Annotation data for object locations
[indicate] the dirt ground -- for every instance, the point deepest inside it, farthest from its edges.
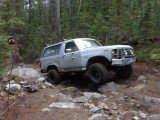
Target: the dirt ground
(129, 98)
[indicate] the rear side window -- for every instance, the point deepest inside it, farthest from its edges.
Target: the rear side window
(72, 46)
(53, 50)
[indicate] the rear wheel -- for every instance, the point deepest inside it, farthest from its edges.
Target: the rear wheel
(53, 76)
(98, 73)
(124, 72)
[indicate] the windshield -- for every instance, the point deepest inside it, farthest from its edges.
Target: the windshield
(83, 44)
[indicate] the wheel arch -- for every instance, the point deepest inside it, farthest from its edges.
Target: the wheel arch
(98, 59)
(52, 67)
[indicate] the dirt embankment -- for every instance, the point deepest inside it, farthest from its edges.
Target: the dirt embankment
(136, 98)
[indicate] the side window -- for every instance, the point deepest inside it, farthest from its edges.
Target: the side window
(53, 50)
(70, 47)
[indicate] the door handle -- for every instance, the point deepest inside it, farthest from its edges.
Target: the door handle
(63, 56)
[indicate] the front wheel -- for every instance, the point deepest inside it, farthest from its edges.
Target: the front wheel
(124, 72)
(98, 73)
(53, 76)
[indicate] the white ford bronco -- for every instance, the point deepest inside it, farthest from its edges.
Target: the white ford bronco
(86, 55)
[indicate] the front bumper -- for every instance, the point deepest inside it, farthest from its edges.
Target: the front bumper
(123, 61)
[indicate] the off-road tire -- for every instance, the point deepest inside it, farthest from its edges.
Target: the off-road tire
(53, 76)
(124, 72)
(98, 73)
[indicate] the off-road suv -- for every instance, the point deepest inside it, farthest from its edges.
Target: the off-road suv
(86, 55)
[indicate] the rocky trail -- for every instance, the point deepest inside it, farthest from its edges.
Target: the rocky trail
(33, 98)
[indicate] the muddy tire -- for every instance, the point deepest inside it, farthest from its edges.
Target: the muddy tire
(98, 73)
(53, 76)
(124, 72)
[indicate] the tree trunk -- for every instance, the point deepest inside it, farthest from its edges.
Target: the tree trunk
(51, 16)
(58, 21)
(30, 11)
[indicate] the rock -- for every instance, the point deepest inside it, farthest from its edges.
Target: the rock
(138, 87)
(154, 57)
(12, 82)
(41, 79)
(21, 95)
(92, 94)
(23, 83)
(45, 110)
(135, 118)
(89, 105)
(124, 98)
(13, 88)
(113, 106)
(142, 115)
(30, 88)
(111, 86)
(98, 116)
(154, 117)
(151, 100)
(48, 84)
(103, 106)
(141, 78)
(63, 105)
(68, 97)
(25, 72)
(43, 87)
(81, 99)
(95, 110)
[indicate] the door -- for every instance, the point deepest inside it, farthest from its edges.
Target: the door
(71, 59)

# [YOUR TASK]
Reproduce every line of the listing above verbatim, omitting the pictures.

# [SOLUTION TO THIS TASK]
[indicate] the dirt ground -- for every instance, the point deepest inside it, farthest from its edges.
Target: the dirt ground
(129, 98)
[indicate] the rear side window -- for every instance, the point deepest inside it, farthest from its edges.
Target: the rear side window
(72, 46)
(53, 50)
[indicate] the rear wheel -- for every instance, the point deepest inside it, farthest from its edges.
Target: the rear wheel
(53, 76)
(98, 73)
(124, 72)
[indicate] the windshield -- for every instance, the point deepest inside it, farthest from its edges.
Target: the windshield
(83, 44)
[indicate] the wheel arch -- for every instance, the point deepest inside it, farthest from its edges.
Target: the wheel arch
(98, 59)
(52, 67)
[indicate] the dirt embankment -- for every instance, the point deepest inside it, farthest from its edges.
Target: the dirt embankment
(136, 98)
[indicate] the side window -- for every instance, the point deepest inside it, farthest from its edges.
Target: the side window
(53, 50)
(70, 47)
[indicate] the door handle -- for every instance, the point deepest inside it, farthest from its edges.
Target: the door handle
(63, 56)
[indicate] the front wheel -- for every instance, the point deepest inside it, farthest from its edges.
Target: the front wheel
(124, 72)
(98, 73)
(53, 76)
[indicate] the white ford bronco -- for every instance, the point deepest inside it, farthest from its edges.
Target: the white ford bronco
(86, 55)
[indicate] the front bumper -- for every instance, the point deepest inside it, farthest from its edges.
Target: the front bumper
(123, 61)
[indicate] the off-road tire -- for every instance, the point deepest inside it, farthest from its edges.
Target: the off-road tire
(53, 76)
(124, 72)
(98, 73)
[indicate] the off-road suv -- for every instance, the point deepest inside it, farthest from its edges.
Target: the off-road suv
(86, 55)
[indicate] the rocky trail -- for every instance, the point deepest inside it, farthest from its edges.
Target: the rocky trail
(33, 98)
[indicate] the muddy tire -- for every instance, the point deepest inside it, farthest from its edges.
Target: the muddy tire
(98, 73)
(53, 76)
(124, 72)
[indicate] the tree trunk -- for every instance, the point deepest inside it, farthest from its edges.
Target: the tree trunk
(51, 16)
(58, 21)
(30, 11)
[indicate] the rock -- for every instance, the point deepest inside it, farthest from its edges.
Target: the rock
(138, 87)
(154, 57)
(12, 82)
(41, 79)
(21, 95)
(92, 94)
(23, 83)
(45, 110)
(135, 118)
(89, 105)
(124, 98)
(13, 88)
(113, 106)
(142, 115)
(30, 88)
(111, 86)
(98, 116)
(154, 117)
(151, 100)
(48, 84)
(103, 106)
(141, 78)
(63, 105)
(68, 97)
(25, 72)
(43, 87)
(81, 99)
(95, 110)
[indicate] the door -- for every instance, the point deepest inside it, farthest from its edges.
Target: the door
(71, 59)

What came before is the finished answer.